Task statement
Gather every line in the items below that contains the word "wooden" and copy each one out in full.

[Excerpts of location labeling data]
»»

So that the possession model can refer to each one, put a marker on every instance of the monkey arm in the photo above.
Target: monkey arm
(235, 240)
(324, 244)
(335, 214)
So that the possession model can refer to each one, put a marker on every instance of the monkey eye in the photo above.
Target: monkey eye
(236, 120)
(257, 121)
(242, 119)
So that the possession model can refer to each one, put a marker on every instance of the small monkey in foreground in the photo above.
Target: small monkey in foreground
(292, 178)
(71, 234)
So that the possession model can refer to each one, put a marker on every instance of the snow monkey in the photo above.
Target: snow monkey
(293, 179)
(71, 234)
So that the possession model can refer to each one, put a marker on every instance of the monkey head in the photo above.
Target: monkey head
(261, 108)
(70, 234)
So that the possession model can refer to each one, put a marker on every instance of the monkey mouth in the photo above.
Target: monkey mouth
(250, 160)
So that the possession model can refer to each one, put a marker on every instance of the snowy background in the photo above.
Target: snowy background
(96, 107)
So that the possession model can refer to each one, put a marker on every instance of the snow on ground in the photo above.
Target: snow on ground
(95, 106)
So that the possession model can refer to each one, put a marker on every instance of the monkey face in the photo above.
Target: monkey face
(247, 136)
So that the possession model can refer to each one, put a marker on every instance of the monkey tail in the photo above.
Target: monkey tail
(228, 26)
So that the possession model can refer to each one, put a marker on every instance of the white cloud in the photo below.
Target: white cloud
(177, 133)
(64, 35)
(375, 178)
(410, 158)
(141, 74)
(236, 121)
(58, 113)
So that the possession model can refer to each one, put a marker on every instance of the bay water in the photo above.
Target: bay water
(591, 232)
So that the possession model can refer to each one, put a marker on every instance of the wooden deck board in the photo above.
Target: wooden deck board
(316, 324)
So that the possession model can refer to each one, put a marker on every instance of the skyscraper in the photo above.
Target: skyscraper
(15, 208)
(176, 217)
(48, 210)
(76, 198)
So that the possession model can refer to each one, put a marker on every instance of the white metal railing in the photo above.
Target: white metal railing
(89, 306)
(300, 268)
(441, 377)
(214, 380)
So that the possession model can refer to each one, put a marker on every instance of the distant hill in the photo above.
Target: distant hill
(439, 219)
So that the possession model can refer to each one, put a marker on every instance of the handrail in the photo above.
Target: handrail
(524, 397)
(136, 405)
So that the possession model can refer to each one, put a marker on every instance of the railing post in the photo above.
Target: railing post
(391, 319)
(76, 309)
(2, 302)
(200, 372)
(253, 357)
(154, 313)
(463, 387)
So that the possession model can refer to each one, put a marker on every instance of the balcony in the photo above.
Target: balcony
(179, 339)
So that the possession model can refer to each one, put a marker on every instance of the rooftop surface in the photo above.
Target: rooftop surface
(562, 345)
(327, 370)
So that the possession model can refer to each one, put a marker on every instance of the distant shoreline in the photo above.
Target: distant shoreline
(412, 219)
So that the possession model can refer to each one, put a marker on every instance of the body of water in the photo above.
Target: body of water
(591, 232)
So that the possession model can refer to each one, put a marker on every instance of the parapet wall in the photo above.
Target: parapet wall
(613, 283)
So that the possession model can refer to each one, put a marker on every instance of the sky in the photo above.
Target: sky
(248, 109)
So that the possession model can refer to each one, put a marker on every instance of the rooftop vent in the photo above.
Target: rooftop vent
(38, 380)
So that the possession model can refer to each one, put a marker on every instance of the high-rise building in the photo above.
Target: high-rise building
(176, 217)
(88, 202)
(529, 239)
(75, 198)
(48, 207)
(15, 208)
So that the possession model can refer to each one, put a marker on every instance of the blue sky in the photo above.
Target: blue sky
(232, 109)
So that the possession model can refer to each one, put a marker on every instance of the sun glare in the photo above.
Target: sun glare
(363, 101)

««
»»

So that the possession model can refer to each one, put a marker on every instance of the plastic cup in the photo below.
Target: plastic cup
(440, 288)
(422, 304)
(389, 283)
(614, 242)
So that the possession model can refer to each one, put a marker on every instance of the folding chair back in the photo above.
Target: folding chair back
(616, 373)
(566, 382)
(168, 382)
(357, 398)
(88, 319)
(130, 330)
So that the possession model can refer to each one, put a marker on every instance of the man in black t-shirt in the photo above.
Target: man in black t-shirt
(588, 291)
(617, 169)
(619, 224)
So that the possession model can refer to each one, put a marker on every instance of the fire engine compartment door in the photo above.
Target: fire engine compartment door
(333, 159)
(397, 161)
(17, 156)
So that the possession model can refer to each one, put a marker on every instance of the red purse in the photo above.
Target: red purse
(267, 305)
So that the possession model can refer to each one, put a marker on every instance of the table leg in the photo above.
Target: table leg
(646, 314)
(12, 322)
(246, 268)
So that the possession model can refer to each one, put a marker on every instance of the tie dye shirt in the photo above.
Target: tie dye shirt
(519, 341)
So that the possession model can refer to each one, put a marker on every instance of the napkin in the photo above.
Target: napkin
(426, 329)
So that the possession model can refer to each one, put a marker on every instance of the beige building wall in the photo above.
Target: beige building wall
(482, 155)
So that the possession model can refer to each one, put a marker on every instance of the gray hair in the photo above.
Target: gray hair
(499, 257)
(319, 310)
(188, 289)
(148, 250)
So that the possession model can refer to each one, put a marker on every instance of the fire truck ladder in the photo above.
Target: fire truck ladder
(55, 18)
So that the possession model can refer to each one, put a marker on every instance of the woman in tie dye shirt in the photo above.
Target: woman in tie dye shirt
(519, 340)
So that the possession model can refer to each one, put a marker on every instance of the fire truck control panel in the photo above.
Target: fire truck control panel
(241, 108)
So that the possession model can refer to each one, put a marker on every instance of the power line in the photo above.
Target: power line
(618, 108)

««

Right answer
So that the possession model can refer to each one, put a marker on every instance of the wooden deck board in the photo above.
Target: wooden deck board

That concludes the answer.